__Gegeven tekst__.
Landelijk Gebied
Status: | Geconsolideerde versie |
Idn: | NL.IMRO.0342.BPLG0002-0401 |
Artikel 59 Overgangsrecht
59.1 Overgangsrecht bouwwerken
Voor bouwwerken luidt het overgangsrecht als volgt:
een bouwwerk dat op het tijdstip van inwerkingtreding van het bestemmingsplan aanwezig of in uitvoering is, dan wel gebouwd kan worden krachtens een omgevingsvergunning voor bouwen, en afwijkt van het plan, mag, mits deze afwijking naar aard en omvang niet wordt vergroot:
gedeeltelijk worden vernieuwd of veranderd;
na het tenietgaan ten gevolge van een calamiteit, geheel worden vernieuwd of veranderd, mits de aanvraag van de omgevingsvergunning voor bouwen wordt gedaan binnen 2 jaar na de dag waarop het bouwwerk is tenietgegaan.

__Fragment uit dataset__.
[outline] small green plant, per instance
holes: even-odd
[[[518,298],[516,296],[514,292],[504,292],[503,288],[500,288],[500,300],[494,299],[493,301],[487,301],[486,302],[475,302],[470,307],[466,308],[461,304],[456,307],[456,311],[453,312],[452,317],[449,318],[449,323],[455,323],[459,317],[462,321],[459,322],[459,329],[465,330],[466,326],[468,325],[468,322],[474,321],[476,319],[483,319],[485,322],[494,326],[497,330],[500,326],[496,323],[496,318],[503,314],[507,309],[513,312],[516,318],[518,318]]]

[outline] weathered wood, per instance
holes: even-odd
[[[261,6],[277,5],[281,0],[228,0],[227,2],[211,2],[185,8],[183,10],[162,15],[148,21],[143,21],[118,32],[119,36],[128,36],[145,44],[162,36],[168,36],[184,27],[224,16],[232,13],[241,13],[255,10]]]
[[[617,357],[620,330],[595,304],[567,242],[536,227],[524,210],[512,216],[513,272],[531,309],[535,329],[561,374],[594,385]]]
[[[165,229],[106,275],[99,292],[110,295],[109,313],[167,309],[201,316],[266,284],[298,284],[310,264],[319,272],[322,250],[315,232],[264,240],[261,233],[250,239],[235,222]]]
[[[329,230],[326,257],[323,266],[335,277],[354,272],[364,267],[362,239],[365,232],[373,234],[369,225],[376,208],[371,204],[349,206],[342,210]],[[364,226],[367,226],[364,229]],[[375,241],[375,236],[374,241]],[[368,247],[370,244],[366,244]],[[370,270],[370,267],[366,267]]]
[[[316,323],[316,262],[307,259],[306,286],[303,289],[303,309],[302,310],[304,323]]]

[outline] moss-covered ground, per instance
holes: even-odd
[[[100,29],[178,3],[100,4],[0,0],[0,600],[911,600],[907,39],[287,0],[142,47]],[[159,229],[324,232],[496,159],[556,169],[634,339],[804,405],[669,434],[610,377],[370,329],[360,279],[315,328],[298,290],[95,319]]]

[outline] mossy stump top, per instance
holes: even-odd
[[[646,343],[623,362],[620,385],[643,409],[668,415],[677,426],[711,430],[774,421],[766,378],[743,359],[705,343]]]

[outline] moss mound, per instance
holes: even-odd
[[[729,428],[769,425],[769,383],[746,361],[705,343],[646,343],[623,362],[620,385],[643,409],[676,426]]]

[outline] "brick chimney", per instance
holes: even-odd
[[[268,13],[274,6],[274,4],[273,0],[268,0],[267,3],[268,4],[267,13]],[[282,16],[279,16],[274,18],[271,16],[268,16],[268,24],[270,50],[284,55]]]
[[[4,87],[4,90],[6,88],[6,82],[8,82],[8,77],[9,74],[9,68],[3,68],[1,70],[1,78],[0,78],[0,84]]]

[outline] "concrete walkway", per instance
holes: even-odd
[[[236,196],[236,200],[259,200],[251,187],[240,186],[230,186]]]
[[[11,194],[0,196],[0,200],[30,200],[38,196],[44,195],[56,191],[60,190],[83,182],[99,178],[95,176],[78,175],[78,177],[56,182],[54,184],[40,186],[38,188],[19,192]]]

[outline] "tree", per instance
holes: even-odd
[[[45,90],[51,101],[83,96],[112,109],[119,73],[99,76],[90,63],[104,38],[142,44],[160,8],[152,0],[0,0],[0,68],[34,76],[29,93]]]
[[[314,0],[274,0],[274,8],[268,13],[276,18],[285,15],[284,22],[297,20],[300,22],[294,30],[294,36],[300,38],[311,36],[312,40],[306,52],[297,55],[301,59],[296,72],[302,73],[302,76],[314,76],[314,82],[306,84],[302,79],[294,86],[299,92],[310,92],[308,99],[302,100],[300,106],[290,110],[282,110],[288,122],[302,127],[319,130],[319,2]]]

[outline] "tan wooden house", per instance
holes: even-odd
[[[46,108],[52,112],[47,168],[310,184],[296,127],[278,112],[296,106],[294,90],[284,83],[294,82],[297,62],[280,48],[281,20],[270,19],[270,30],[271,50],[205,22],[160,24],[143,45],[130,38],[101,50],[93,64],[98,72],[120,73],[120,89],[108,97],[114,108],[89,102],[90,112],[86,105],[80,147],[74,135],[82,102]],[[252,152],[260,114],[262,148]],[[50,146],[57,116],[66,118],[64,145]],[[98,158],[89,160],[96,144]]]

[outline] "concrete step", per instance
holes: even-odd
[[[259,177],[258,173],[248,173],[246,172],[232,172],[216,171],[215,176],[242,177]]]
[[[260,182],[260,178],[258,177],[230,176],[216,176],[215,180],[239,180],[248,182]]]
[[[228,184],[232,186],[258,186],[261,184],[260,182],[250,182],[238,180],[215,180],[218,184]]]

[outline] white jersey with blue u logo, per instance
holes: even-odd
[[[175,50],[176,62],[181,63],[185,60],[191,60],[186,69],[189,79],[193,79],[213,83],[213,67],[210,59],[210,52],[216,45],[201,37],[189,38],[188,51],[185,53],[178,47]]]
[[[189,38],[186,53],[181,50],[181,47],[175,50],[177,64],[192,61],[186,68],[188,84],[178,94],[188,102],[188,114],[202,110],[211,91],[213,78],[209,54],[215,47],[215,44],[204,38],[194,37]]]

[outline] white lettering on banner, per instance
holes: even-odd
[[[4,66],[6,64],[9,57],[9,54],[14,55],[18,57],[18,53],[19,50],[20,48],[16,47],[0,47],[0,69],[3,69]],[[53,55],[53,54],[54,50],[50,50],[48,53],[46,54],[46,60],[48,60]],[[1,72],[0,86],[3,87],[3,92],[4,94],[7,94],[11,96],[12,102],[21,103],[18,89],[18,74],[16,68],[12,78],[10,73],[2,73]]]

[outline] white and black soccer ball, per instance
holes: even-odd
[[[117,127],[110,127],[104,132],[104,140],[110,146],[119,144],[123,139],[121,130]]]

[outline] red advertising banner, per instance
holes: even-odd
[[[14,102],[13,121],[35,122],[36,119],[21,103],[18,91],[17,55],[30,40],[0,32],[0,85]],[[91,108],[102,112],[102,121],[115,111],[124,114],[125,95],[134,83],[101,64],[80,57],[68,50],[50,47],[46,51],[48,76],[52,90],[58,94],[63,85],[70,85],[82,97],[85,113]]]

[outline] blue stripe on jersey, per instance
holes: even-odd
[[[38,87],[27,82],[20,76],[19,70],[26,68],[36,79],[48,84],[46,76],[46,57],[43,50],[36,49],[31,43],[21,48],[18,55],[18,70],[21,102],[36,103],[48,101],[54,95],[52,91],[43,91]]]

__Werkinstructies__.
Neem de tekst over het overgangsrecht opnieuw op, beginnend bij "Landelijk Gebied" en doorlopend tot en met "bouwwerk is tenietgegaan.", en verwissel daarin "omgevingsvergunning voor bouwen" voor "bouwvergunning". De vermeldingen zijn hier niet nodig.

__Antwoord__.
Landelijk Gebied
Status: | Geconsolideerde versie |
Idn: | NL.IMRO.0342.BPLG0002-0401 |
Artikel 59 Overgangsrecht
59.1 Overgangsrecht bouwwerken
Voor bouwwerken luidt het overgangsrecht als volgt:
een bouwwerk dat op het tijdstip van inwerkingtreding van het bestemmingsplan aanwezig of in uitvoering is, dan wel gebouwd kan worden krachtens een bouwvergunning, en afwijkt van het plan, mag, mits deze afwijking naar aard en omvang niet wordt vergroot:
gedeeltelijk worden vernieuwd of veranderd;
na het tenietgaan ten gevolge van een calamiteit, geheel worden vernieuwd of veranderd, mits de aanvraag van de bouwvergunning wordt gedaan binnen 2 jaar na de dag waarop het bouwwerk is tenietgegaan.